Does each statement agree with the football recap below? (a) LSU beat Mississippi State 45-0. (b) Mississippi State quarterback Michael Henig threw four interceptions. (c) Matt Flynn led LSU in rushing at the half with more than 50 yards. Give yes or no for each, with the deciding words from the recap quoted exactly.

▶ **Document section**
-- Opening Marker --

Friday, August 31, 2007



In the first SEC match-up of the 2007 NCAA football season, the score belies what happened in the game. The Louisiana St. Tigers topped the Mississippi State Bulldogs 45-0. While the Tigers did finally take control midway through the third quarter, Mississippi State’s defense played exceptionally well for most of the game. If not for the poor job of protecting the football by the MSU offense, LSU might not have scored a touchdown the entire first half. It took four interceptions from Mississippi State quarterback Michael Henig for the Tigers to squeeze out two touchdowns before halftime.

The LSU offense looks nothing like the top scoring unit it was last season. Some of that can probably be attributed to the loss of offensive coordinator Jimbo Fisher. Nevertheless, a SEC team ranked second in the country needs to be able to run the ball. Quarterback Matt Flynn was the leading rusher at the half with 29 yards on four carries. While he did not get many passing attempts, his passing efficiency was solid (seven of ten for 67 yards at the half).

-- Closing Marker --

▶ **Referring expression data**
-- Opening Marker --

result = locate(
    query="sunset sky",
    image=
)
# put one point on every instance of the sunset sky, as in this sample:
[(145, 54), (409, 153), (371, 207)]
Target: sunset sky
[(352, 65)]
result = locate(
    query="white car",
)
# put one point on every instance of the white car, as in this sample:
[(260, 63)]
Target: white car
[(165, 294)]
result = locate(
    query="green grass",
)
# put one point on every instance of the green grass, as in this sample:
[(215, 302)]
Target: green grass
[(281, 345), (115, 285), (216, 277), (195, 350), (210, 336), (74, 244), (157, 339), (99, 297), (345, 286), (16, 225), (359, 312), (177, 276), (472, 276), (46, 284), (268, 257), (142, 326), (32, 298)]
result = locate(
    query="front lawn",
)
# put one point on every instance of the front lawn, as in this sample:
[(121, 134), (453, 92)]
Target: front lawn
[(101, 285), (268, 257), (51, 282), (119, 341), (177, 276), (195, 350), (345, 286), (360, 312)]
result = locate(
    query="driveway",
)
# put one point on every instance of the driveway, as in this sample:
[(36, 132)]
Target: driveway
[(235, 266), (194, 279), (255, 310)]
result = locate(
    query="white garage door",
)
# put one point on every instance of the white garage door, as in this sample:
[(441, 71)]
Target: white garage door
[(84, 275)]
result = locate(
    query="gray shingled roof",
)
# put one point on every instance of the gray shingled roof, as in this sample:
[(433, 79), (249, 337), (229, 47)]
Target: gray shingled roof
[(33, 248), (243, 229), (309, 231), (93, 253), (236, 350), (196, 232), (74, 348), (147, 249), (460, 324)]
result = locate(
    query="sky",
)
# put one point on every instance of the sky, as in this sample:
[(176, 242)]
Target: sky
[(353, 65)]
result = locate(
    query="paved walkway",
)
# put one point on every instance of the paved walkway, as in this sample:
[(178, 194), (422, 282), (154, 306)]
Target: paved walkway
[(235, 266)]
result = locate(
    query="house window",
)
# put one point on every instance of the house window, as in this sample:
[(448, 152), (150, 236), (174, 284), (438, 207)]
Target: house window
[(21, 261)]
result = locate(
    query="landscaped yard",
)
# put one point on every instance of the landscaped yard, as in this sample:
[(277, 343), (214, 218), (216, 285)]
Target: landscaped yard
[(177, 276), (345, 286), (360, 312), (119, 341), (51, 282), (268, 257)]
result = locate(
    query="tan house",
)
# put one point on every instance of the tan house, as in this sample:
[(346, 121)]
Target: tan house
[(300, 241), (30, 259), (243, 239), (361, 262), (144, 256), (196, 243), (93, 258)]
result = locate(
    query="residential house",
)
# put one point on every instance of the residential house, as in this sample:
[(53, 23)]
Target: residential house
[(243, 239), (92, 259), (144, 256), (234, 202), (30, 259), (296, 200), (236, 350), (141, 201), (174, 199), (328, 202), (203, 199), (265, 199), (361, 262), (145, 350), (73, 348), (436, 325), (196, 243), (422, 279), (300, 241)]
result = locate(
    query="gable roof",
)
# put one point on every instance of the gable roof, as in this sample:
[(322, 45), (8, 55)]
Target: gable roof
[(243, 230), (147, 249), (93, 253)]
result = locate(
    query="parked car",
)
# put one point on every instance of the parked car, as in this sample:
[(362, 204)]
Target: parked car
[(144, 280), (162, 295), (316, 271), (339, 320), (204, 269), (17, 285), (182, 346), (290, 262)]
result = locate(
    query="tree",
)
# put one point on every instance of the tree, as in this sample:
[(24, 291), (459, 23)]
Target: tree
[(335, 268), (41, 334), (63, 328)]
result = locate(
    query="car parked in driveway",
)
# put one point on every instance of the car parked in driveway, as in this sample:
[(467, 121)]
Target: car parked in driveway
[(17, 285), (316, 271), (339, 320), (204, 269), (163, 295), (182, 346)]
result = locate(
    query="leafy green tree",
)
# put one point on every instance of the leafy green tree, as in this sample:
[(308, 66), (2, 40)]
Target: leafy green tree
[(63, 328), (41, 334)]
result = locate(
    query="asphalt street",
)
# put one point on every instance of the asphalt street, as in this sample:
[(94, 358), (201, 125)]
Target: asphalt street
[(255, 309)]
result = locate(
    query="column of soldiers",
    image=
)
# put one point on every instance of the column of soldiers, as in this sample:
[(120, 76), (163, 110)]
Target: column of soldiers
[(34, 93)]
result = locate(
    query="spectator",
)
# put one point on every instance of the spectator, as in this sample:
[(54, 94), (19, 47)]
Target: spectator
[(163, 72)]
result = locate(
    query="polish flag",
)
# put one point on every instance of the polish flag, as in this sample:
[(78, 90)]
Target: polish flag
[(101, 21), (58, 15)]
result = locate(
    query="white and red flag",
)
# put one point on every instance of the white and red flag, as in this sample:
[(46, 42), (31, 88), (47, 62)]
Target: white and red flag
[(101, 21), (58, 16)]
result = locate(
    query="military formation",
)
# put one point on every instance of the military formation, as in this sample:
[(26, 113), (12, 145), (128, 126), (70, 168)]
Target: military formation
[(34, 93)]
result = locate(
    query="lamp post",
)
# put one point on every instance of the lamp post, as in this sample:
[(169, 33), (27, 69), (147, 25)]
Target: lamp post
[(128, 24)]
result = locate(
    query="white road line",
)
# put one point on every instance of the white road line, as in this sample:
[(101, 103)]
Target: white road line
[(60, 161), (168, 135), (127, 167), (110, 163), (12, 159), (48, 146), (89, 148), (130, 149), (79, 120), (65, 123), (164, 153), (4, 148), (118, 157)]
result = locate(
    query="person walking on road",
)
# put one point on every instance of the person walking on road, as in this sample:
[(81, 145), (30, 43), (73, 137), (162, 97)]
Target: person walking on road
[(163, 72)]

-- Closing Marker --

▶ **Solution**
(a) Yes: "The Louisiana St. Tigers topped the Mississippi State Bulldogs 45-0."
(b) Yes: "It took four interceptions from Mississippi State quarterback Michael Henig"
(c) No: "Quarterback Matt Flynn was the leading rusher at the half with 29 yards on four carries."